▶ Set exercise
Copy out exactly every line from the line containing "[mark] white plate" until the records below end, inclusive of both boundary lines.

▶ Dataset content
++++++
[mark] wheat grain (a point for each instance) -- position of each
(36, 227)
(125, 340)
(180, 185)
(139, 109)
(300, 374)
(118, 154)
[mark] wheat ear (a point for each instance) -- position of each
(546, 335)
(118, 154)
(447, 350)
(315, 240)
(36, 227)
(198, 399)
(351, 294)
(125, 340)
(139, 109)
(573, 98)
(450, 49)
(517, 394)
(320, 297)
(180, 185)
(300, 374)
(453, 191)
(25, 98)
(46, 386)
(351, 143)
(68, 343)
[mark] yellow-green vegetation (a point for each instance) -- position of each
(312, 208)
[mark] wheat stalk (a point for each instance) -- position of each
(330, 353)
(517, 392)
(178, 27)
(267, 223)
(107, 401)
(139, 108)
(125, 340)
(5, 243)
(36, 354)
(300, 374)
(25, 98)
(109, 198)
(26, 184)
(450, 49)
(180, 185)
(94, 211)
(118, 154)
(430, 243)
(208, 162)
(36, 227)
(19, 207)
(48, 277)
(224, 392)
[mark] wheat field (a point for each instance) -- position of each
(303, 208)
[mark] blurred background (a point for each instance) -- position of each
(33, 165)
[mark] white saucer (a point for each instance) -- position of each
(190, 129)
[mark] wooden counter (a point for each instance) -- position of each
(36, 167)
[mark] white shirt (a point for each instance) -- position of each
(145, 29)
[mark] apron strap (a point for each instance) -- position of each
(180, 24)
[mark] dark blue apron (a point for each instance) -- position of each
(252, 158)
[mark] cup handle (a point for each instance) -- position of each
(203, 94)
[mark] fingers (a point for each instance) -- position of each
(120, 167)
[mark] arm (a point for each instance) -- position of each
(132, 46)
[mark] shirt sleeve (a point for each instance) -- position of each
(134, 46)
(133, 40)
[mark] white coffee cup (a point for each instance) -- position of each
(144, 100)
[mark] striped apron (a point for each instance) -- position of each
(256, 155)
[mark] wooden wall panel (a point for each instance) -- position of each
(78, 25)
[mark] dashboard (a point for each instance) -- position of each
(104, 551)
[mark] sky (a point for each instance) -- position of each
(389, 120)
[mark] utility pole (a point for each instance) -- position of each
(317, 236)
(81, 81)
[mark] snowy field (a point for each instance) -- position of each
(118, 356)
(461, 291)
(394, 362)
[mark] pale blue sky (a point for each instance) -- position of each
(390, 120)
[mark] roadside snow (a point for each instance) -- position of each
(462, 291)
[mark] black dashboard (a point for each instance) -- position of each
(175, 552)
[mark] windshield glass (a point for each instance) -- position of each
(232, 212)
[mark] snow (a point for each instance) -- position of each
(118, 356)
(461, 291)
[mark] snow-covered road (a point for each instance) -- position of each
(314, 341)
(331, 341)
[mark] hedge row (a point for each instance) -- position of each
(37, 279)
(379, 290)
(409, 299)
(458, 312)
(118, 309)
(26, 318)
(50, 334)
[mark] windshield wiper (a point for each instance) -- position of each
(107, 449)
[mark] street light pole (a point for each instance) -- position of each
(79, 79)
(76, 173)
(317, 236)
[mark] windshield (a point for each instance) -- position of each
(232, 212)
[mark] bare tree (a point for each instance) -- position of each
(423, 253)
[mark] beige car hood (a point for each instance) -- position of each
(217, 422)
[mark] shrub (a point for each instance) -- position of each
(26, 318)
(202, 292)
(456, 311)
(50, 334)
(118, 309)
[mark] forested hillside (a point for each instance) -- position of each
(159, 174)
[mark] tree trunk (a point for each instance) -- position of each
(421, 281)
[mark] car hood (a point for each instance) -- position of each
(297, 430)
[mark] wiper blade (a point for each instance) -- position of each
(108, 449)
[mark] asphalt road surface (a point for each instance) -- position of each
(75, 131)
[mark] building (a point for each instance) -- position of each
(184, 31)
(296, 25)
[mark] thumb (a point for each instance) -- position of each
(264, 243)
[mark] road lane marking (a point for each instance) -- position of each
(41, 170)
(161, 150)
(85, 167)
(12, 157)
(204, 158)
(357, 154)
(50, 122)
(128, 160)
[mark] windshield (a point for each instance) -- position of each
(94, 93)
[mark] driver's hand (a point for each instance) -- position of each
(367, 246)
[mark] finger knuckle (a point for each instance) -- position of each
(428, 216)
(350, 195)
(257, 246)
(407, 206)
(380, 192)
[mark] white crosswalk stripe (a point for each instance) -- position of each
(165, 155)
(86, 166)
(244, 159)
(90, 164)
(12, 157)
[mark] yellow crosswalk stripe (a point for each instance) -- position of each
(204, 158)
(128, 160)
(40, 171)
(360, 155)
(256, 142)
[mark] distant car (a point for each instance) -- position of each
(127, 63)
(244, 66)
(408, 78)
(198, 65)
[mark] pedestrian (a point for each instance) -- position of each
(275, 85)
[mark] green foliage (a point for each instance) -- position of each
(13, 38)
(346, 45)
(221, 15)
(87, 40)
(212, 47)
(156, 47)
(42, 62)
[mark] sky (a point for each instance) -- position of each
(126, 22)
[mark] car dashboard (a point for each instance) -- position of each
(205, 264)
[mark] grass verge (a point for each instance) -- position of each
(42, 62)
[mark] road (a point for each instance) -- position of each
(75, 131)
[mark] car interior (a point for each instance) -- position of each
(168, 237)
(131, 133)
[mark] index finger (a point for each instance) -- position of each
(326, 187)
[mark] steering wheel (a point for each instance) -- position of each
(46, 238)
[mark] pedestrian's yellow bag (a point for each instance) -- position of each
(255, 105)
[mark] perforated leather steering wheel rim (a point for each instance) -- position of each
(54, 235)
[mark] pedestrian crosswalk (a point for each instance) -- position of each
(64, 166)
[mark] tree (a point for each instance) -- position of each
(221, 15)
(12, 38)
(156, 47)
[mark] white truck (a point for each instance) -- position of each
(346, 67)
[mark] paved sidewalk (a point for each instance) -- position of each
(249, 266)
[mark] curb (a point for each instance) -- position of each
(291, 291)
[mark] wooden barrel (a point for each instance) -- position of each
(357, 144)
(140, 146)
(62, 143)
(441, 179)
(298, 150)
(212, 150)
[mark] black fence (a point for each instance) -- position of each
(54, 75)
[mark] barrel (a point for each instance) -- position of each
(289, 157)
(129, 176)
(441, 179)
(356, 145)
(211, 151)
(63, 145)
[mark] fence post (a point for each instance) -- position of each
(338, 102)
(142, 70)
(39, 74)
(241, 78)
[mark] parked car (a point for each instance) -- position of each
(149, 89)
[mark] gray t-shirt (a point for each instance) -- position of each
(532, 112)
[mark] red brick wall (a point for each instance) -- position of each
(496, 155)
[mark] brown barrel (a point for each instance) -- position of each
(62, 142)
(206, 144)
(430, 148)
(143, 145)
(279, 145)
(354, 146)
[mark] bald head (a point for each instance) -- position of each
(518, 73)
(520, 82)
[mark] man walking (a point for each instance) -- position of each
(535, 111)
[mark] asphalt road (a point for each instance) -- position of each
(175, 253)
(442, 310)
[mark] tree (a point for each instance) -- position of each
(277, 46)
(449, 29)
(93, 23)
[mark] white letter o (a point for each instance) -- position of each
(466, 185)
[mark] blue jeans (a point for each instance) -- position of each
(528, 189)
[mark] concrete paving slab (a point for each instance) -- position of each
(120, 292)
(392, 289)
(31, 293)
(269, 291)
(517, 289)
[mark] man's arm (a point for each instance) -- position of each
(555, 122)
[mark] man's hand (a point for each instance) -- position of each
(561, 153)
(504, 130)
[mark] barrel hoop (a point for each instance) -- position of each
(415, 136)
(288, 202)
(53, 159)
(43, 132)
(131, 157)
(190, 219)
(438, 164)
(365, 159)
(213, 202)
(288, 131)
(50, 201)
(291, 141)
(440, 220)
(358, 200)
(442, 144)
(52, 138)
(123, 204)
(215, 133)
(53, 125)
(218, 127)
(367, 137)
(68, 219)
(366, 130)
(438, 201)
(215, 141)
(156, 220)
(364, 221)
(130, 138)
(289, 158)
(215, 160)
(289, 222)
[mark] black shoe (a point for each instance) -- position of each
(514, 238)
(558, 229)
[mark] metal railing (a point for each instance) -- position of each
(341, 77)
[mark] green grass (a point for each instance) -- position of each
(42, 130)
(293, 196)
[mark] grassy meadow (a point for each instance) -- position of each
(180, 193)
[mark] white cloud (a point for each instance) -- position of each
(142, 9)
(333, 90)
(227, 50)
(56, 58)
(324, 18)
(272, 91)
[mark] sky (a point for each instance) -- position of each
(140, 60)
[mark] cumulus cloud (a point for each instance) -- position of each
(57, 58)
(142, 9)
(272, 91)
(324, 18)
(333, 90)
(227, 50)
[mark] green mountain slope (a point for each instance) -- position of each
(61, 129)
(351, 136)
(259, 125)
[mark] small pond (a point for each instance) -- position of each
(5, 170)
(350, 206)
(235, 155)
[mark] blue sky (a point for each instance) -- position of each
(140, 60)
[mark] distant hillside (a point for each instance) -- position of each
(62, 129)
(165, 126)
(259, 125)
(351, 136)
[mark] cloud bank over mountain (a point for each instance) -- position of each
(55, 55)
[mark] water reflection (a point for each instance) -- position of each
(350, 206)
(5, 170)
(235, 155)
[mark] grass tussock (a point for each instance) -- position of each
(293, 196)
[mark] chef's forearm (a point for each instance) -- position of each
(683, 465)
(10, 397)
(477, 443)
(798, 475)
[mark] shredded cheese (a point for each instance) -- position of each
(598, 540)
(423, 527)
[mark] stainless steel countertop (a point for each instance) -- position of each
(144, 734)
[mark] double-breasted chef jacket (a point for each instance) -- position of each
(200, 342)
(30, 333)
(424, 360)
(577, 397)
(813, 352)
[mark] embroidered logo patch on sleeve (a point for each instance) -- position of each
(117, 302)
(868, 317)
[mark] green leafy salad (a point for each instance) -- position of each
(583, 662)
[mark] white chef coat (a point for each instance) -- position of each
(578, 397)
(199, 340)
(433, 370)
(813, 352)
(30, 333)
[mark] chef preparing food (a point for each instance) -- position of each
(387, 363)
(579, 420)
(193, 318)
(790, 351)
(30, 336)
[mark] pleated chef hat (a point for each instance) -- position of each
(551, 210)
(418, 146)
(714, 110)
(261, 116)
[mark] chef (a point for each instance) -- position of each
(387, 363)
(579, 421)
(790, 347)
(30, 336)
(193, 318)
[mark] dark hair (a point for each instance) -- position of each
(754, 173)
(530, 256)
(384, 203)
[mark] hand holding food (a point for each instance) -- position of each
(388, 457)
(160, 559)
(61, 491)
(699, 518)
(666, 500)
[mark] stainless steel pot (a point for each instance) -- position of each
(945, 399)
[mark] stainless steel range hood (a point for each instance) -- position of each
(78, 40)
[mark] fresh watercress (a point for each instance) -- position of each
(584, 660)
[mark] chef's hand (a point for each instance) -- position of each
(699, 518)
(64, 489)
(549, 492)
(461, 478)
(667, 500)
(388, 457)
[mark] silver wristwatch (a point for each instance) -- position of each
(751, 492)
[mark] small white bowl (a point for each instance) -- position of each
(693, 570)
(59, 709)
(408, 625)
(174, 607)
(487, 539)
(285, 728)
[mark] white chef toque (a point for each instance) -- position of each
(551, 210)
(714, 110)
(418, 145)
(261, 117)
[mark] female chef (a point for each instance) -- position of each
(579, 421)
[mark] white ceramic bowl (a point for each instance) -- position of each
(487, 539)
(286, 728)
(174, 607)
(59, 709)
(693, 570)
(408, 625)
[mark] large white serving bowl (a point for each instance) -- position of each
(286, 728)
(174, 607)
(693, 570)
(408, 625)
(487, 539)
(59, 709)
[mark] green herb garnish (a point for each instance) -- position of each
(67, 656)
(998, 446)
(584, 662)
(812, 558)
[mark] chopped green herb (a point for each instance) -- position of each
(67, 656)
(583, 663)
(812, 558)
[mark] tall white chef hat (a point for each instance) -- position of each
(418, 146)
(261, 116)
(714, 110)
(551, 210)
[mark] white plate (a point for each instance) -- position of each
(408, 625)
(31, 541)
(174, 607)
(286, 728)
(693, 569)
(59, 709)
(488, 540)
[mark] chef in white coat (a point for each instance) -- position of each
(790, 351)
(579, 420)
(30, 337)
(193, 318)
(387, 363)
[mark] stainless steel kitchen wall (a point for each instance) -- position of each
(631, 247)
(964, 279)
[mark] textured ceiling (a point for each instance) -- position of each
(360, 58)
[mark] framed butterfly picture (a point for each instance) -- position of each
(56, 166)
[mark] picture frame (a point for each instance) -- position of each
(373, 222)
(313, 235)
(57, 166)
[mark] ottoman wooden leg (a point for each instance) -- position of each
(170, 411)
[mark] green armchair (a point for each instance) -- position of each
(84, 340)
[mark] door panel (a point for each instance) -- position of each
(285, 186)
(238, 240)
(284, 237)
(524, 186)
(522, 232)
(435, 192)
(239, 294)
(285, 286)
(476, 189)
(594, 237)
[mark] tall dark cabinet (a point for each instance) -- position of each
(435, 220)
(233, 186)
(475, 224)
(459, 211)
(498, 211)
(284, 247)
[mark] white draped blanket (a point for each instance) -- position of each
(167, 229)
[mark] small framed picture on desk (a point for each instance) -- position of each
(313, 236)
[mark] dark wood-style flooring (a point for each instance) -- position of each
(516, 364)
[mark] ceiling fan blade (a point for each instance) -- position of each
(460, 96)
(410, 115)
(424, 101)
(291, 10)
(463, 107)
++++++
▶ Answer
[mark] white plate (a point for each instance) -- position of each
(408, 625)
(31, 541)
(174, 607)
(286, 728)
(693, 569)
(59, 709)
(488, 540)
[mark] chef in white coat (a point for each instance) -- position of each
(790, 351)
(579, 420)
(30, 337)
(193, 318)
(387, 363)
[mark] stainless steel kitchen wall (a point for each instance) -- position of each
(631, 247)
(964, 279)
[mark] textured ceiling (a point for each instance) -- position of each
(360, 58)
[mark] framed butterfly picture (a point for each instance) -- position of each
(56, 166)
[mark] picture frame (a point for each instance) -- position of each
(373, 222)
(313, 235)
(57, 166)
[mark] ottoman wooden leg (a point for each instance) -- position of each
(170, 411)
[mark] green armchair (a point for each instance) -- position of each
(84, 340)
[mark] door panel (a point for each instance) -- position of each
(285, 186)
(238, 240)
(284, 237)
(524, 186)
(522, 232)
(435, 192)
(239, 294)
(285, 286)
(476, 189)
(594, 237)
[mark] tall dark cabinet (a point for each instance) -- position of each
(435, 220)
(233, 186)
(475, 224)
(459, 211)
(498, 211)
(284, 247)
[mark] white draped blanket (a point for each instance) -- position of each
(167, 229)
[mark] small framed picture on desk (a point for each instance) -- position of each
(313, 236)
[mark] dark wood-style flooring (a point for each instance) -- position of each
(516, 364)
[mark] ceiling fan blade (a point for each instance) -- position of each
(460, 96)
(410, 115)
(424, 101)
(291, 10)
(463, 107)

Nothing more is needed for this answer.